***** SOURCE MATERIAL *****

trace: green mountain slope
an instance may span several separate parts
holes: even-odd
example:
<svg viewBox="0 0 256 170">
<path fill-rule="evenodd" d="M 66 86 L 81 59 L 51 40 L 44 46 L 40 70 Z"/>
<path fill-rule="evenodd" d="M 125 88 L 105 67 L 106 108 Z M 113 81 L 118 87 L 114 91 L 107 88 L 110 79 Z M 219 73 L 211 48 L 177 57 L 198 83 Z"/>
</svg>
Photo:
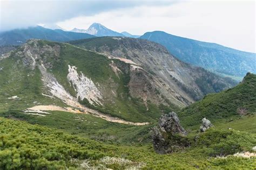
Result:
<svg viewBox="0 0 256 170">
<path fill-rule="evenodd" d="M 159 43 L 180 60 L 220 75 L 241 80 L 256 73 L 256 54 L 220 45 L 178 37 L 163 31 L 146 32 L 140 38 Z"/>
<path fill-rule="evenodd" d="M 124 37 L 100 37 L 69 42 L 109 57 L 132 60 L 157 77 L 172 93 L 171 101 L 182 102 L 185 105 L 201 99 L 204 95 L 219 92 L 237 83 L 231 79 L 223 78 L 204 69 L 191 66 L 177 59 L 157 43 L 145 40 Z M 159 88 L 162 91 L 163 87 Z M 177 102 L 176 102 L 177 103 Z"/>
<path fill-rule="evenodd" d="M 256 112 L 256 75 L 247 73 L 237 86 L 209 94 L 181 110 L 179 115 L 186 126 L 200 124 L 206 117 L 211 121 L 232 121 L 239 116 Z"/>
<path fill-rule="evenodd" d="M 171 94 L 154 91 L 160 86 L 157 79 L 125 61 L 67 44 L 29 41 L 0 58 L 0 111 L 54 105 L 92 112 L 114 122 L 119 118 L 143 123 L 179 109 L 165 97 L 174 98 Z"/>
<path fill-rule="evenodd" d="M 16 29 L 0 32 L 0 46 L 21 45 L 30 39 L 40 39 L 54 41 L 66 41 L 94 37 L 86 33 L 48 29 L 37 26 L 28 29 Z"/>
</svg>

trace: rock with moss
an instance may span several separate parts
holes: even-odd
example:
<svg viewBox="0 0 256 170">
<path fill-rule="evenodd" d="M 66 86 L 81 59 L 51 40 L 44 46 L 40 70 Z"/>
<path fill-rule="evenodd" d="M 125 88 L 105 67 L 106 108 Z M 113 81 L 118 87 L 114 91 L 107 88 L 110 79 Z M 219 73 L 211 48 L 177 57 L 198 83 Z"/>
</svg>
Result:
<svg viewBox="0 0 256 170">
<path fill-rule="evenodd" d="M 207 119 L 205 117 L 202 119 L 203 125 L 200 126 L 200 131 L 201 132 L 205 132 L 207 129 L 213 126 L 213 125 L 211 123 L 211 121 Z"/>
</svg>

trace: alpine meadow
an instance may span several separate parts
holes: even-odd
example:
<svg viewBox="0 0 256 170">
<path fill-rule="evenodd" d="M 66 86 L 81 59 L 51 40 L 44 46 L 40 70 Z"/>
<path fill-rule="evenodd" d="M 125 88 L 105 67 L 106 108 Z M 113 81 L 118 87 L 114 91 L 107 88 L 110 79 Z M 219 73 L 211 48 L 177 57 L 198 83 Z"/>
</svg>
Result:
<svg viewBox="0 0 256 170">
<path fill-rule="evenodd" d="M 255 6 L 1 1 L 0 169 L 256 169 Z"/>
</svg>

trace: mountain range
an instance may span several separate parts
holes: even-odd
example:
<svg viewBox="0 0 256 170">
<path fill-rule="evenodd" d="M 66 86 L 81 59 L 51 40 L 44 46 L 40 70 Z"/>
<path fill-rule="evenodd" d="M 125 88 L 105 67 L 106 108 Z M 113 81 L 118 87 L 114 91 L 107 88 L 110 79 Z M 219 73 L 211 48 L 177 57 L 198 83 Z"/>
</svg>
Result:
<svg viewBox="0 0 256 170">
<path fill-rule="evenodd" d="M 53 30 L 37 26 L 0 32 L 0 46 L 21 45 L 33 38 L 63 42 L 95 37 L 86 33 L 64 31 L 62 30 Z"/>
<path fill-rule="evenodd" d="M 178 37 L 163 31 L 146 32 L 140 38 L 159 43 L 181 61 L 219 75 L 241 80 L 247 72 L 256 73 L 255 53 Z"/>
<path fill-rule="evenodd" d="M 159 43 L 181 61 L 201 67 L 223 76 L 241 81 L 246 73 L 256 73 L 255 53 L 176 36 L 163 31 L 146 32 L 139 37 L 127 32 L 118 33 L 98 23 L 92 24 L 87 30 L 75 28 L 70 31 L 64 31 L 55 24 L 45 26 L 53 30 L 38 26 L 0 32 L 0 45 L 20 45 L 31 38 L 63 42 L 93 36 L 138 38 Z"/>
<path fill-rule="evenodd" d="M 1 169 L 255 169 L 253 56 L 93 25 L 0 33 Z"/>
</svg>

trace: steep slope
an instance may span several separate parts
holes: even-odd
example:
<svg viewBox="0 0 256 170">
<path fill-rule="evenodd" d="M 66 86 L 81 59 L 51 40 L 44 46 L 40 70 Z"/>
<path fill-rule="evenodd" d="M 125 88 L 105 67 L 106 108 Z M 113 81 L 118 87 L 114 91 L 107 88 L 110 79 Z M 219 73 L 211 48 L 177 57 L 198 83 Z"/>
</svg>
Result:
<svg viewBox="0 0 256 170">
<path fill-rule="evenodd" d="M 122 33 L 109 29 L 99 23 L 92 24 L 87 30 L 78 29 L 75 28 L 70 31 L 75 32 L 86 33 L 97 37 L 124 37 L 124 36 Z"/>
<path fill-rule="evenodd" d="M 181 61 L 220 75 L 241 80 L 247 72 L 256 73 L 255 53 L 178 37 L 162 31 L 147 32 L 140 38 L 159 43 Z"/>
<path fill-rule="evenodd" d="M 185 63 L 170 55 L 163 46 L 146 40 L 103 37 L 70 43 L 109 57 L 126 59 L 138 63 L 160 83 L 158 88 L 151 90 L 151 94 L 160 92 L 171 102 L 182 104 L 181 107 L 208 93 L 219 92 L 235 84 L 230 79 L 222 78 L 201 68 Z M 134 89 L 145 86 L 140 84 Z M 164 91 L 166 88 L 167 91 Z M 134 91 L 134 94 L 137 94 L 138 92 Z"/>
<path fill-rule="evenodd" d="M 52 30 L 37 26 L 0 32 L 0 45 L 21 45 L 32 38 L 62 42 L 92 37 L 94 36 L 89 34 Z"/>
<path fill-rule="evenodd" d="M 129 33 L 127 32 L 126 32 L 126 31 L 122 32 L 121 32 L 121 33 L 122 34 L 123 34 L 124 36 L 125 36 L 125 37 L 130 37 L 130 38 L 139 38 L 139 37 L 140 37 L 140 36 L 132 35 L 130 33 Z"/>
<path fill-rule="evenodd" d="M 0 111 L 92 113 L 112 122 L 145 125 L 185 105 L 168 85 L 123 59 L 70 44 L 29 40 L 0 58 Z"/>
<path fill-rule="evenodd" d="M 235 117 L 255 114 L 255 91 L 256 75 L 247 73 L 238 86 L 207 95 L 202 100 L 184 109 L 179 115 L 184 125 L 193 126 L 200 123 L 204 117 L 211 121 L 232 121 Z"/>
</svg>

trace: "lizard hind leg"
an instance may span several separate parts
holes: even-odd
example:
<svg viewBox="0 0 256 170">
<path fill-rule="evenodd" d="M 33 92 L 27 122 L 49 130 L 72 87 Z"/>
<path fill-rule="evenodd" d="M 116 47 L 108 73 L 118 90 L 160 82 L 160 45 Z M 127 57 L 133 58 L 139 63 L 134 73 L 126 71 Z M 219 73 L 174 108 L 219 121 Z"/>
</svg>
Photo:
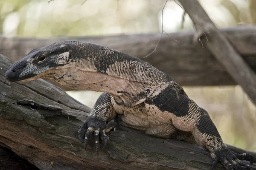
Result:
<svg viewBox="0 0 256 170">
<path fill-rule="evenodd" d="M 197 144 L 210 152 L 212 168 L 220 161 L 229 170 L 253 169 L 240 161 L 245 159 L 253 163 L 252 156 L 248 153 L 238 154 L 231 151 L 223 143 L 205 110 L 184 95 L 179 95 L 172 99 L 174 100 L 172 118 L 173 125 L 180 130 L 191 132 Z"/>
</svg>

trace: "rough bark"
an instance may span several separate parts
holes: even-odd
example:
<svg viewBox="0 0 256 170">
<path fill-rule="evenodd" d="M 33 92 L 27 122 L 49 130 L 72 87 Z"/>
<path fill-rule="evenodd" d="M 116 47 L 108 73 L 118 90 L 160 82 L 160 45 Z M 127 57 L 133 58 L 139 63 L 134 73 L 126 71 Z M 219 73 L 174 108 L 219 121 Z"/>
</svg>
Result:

*****

● WRITTEN EXERCISE
Output the lines of the listing as a numbered list, from its first line through the line containing "159 43 L 180", with blank lines skipped. Leave the pictures out of your answer.

● RESPONSE TO THIS TASK
1. trace: green mountain slope
2. an instance may span several separate parts
3. holes: even-odd
4. example:
5. <svg viewBox="0 0 256 170">
6. <path fill-rule="evenodd" d="M 66 86 L 81 59 L 51 40 L 44 46 L 40 70 Z"/>
7. <path fill-rule="evenodd" d="M 125 88 L 105 67 L 106 108 Z M 113 81 L 118 87 L 114 91 L 107 88 L 110 79 Z M 219 73 L 211 48 L 177 57 L 198 83 Z"/>
8. </svg>
9. Photo:
10. Result:
11. <svg viewBox="0 0 256 170">
12. <path fill-rule="evenodd" d="M 159 43 L 180 60 L 220 75 L 241 80 L 256 73 L 256 54 L 220 45 L 178 37 L 163 31 L 146 32 L 140 38 Z"/>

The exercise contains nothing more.